● Work order 1
Can you set down the passage in the profile of Stacie Ledford between "While Stacie was" and "out of control.", inclusive, copying it word for word?
● Work order 2
Can you resume the profile of Stacie Ledford, picking up right after its last sentence?

● Document passage
-- Opening Marker --

Rock Bottom Recovery Founder Stacie Ledford

By Meg Hale Brunton

Stacie Ledford was brought up in a poor, dysfunctional family in Hiawassee, Georgia. Her father was an alcoholic who died the day before Stacie’s 13th birthday at the age of 39 due to complications after having been shot. Her mother died of heart failure when Stacie was 23, and her sister died shortly thereafter of an overdose. 

While Stacie was no stranger to alcohol, she says her addictive behavior really began when she was in her 30’s. “I’d always been one of those people that, if I picked up a drink, I was drinking to get drunk,” she recalls, adding that she doesn’t feel that she ever learned decent coping skills. Eventually, Stacie added prescription drugs to the mix and her life began to spiral out of control.

After her first arrest in February 2015, Stacie went to a detox center, which did not work for her. “I just told them what they wanted to hear. We are master manipulators and professionals at what we do,” she says of people with substance use disorders. In July 2015, she enrolled in a behavioral counseling center where was diagnosed with a borderline personality disorder. Within 60 days after being released, Stacie overdosed on mouthwash and Xanax, but was revived. Twenty-three days after that, she was arrested again and held in jail for 33 days. In jail, Stacie met several women whose lives had been ruined by their addiction to drugs, like heroin. Not only did the experience incite her to clean up her own act, but to help others do so as well. “I wanted to be part of the solution, not part of the problem anymore,” Stacie recalls.

-- Closing Marker --

● Entries provided

-- Opening Marker --

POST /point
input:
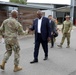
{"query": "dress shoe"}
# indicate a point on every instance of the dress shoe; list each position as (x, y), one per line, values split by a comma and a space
(34, 61)
(59, 46)
(45, 58)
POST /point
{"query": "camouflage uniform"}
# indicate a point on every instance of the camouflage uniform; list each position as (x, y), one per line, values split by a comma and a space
(10, 28)
(66, 29)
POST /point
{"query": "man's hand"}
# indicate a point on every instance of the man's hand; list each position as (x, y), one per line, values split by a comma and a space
(48, 38)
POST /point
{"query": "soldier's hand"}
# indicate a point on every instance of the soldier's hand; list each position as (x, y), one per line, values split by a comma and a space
(68, 31)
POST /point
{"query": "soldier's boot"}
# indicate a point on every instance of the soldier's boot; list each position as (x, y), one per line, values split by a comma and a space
(68, 46)
(17, 68)
(2, 66)
(59, 46)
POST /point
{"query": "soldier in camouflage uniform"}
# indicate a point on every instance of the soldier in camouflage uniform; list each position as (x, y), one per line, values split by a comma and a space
(10, 28)
(66, 30)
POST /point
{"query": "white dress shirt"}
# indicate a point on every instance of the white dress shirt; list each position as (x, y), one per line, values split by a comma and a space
(39, 25)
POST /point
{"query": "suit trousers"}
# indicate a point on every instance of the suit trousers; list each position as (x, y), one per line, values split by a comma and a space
(37, 45)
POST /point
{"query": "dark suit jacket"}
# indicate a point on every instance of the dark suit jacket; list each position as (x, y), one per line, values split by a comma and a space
(45, 28)
(52, 26)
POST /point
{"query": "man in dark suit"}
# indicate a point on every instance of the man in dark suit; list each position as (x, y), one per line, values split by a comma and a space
(42, 35)
(53, 29)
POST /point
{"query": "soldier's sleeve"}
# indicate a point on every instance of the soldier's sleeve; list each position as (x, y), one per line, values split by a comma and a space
(1, 29)
(62, 27)
(20, 29)
(70, 28)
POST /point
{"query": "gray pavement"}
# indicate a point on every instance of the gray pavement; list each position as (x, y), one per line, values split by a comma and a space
(62, 61)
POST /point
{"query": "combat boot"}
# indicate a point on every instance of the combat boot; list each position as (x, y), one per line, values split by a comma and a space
(59, 46)
(2, 66)
(68, 46)
(17, 68)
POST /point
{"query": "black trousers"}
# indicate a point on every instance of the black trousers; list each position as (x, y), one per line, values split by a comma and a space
(52, 40)
(37, 45)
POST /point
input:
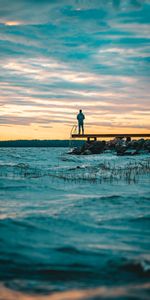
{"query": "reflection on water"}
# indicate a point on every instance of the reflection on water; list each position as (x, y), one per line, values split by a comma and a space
(81, 237)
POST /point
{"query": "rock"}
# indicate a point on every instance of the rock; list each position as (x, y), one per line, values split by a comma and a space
(76, 151)
(86, 152)
(97, 147)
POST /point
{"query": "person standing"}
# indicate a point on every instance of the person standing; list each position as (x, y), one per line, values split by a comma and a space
(80, 118)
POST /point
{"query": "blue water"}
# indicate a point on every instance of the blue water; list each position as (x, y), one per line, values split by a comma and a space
(73, 222)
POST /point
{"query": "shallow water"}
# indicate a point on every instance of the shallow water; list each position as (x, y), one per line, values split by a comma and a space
(73, 222)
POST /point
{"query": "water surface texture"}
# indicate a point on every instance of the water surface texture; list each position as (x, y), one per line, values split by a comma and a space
(73, 222)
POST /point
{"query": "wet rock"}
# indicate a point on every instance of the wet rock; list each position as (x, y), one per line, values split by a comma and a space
(87, 152)
(76, 151)
(97, 147)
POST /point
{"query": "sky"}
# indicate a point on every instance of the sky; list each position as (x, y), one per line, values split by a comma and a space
(59, 56)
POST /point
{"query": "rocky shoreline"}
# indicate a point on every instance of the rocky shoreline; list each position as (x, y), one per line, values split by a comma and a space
(119, 146)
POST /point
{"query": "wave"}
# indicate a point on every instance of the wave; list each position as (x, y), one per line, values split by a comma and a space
(134, 291)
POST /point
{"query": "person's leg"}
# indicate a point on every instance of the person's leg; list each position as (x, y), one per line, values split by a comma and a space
(79, 128)
(82, 129)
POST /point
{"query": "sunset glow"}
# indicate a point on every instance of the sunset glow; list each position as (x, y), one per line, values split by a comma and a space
(69, 55)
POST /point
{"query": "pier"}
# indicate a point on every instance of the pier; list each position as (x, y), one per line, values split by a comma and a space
(95, 136)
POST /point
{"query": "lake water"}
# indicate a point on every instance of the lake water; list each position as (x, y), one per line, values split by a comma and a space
(73, 222)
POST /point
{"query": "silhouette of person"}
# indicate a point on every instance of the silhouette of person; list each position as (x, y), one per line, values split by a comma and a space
(80, 118)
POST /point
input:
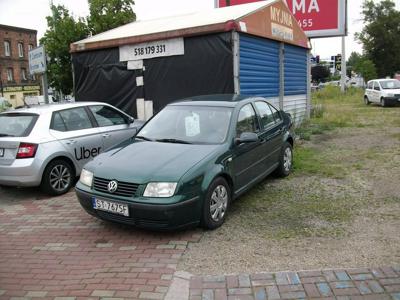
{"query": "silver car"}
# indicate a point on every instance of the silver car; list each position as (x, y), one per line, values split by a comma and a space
(48, 145)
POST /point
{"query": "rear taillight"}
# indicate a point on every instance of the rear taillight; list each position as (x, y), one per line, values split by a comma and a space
(26, 150)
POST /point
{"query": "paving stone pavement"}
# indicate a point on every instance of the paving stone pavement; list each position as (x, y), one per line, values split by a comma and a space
(51, 249)
(368, 284)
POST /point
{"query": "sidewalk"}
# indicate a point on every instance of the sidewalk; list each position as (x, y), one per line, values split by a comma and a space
(377, 283)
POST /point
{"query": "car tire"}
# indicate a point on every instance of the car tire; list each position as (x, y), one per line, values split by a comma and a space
(285, 161)
(216, 204)
(57, 178)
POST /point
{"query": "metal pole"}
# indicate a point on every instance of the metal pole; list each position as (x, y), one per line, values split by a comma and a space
(343, 77)
(45, 88)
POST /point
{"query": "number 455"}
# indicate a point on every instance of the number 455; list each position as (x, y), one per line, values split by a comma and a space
(305, 23)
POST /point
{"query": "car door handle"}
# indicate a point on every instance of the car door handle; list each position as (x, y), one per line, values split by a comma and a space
(71, 142)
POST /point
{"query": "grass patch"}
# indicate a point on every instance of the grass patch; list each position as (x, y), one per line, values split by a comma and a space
(286, 213)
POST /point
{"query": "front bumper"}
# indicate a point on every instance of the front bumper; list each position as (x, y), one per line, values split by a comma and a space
(150, 216)
(22, 172)
(392, 100)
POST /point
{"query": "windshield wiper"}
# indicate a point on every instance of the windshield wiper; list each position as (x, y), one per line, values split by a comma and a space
(143, 138)
(173, 141)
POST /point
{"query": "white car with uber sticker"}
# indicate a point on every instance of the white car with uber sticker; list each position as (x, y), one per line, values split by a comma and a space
(47, 145)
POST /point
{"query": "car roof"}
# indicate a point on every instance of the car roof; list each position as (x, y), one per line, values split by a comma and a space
(40, 109)
(222, 100)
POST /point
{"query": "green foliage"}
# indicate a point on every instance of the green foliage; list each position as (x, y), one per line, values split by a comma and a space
(109, 14)
(62, 30)
(367, 69)
(381, 36)
(319, 73)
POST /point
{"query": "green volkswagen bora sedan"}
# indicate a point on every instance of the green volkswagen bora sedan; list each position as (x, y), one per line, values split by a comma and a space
(188, 163)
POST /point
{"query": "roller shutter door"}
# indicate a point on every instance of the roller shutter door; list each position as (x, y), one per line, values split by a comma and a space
(259, 66)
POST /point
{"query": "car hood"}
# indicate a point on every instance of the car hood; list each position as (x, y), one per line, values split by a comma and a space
(142, 161)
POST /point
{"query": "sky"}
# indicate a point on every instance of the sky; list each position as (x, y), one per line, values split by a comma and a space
(32, 14)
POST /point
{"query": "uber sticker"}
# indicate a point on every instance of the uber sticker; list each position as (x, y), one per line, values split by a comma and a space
(192, 125)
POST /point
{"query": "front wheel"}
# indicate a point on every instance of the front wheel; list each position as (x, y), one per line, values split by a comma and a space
(57, 178)
(216, 204)
(285, 160)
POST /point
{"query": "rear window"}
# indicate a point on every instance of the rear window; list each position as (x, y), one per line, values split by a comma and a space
(17, 124)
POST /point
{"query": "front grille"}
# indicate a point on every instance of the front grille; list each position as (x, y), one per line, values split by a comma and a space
(125, 189)
(160, 224)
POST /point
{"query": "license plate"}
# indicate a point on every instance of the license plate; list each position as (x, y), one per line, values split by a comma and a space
(112, 207)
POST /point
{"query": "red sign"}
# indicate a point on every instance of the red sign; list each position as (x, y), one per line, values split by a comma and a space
(318, 18)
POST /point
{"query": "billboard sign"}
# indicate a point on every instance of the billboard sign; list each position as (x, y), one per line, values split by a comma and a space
(37, 60)
(318, 18)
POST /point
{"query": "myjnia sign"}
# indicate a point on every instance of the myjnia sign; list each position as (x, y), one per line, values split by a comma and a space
(318, 18)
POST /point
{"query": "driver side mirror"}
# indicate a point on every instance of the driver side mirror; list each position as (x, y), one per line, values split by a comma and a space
(246, 138)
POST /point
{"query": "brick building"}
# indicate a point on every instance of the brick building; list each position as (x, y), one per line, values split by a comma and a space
(16, 82)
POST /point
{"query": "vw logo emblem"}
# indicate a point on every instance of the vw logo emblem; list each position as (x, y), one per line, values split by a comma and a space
(112, 186)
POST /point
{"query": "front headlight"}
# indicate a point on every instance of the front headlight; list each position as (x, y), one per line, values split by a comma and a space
(160, 189)
(86, 177)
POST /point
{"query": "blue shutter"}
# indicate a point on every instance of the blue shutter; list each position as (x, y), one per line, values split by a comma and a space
(259, 66)
(295, 70)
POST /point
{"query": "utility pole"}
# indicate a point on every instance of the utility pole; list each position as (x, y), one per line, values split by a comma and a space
(344, 67)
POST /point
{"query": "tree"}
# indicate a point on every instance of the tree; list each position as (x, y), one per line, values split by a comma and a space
(62, 30)
(381, 36)
(366, 68)
(320, 73)
(108, 14)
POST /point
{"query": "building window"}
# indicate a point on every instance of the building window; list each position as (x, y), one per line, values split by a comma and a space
(23, 74)
(10, 74)
(7, 48)
(21, 50)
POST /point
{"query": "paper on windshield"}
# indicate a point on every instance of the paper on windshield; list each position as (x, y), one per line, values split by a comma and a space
(192, 125)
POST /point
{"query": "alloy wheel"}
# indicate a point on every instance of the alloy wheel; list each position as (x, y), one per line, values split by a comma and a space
(287, 159)
(218, 203)
(60, 178)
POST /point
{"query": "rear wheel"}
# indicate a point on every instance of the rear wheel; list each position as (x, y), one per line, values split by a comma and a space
(216, 204)
(285, 161)
(57, 178)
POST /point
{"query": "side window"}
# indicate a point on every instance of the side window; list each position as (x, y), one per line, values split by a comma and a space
(106, 116)
(267, 119)
(276, 113)
(247, 120)
(75, 119)
(58, 122)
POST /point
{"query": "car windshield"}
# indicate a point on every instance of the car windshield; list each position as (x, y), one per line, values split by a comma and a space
(16, 124)
(390, 84)
(188, 124)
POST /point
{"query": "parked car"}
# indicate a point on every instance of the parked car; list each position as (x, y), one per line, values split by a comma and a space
(48, 145)
(383, 91)
(188, 163)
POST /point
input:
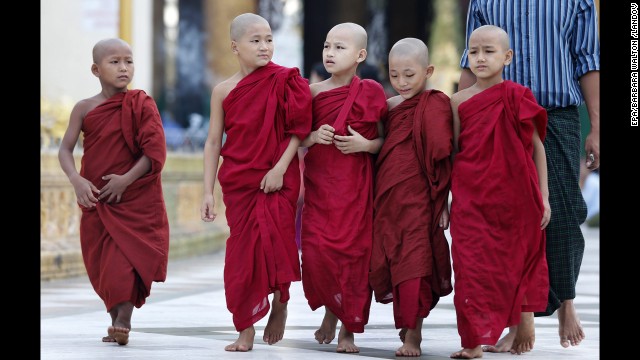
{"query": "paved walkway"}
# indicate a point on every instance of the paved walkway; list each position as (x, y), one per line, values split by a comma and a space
(186, 318)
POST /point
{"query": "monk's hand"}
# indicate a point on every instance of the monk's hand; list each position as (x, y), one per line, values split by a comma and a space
(84, 191)
(444, 219)
(116, 185)
(272, 181)
(324, 135)
(546, 215)
(207, 209)
(351, 143)
(592, 146)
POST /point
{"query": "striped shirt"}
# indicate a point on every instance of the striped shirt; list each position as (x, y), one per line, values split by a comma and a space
(555, 42)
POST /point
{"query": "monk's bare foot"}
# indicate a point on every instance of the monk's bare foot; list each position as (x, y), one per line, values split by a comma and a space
(402, 334)
(474, 353)
(327, 331)
(503, 345)
(346, 342)
(412, 341)
(525, 334)
(120, 334)
(108, 339)
(569, 328)
(274, 331)
(244, 342)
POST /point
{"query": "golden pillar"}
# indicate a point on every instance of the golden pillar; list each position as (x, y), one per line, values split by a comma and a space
(124, 32)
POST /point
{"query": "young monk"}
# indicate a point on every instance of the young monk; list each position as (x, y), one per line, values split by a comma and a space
(337, 217)
(265, 109)
(500, 202)
(124, 230)
(410, 260)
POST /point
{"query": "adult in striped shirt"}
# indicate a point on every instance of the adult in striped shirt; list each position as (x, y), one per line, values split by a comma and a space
(556, 55)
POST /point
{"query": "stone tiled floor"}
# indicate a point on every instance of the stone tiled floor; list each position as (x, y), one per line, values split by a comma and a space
(186, 318)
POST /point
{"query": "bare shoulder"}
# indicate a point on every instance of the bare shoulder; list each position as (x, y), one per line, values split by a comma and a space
(224, 88)
(84, 106)
(394, 101)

-- Closing Marker --

● Exercise output 1
While Stacie was no stranger to alcohol, she says her addictive behavior really began when she was in her 30’s. “I’d always been one of those people that, if I picked up a drink, I was drinking to get drunk,” she recalls, adding that she doesn’t feel that she ever learned decent coping skills. Eventually, Stacie added prescription drugs to the mix and her life began to spiral out of control.

● Exercise output 2
In January 2017, she created her own nonprofit, Rock Bottom Recovery, in Hayesville, North Carolina. It is an open support group for people who are struggling with, or recovering from, addiction/substance abuse, as well as their families. They hold meetings every Monday night at the Clay County Senior Center. Besides meetings, Rock Bottom Recovery does everything from jail ministry, to driving people to rehab, to doing medical work-ups, and assisting in the financing of medical treatments. “It’s what I was meant to do. I have to be who I need,” she says of her role, adding that she meets all her clients with love and no judgment. “When someone is using, they’re hurting. Addiction is just a symptom of a deeper problem.”

Today, Stacie is a certified Peer Support Specialist, Recovery Coach, and SMART Recovery Facilitator for Rock Bottom Recovery. She finds her work incredibly gratifying, and hopes to grow Rock Bottom to have its own building, as well as transitional homes for her clients who have recently been released from prison. “For me, all I have is today,” she says. “You can’t do anything about yesterday and tomorrow is a gift.”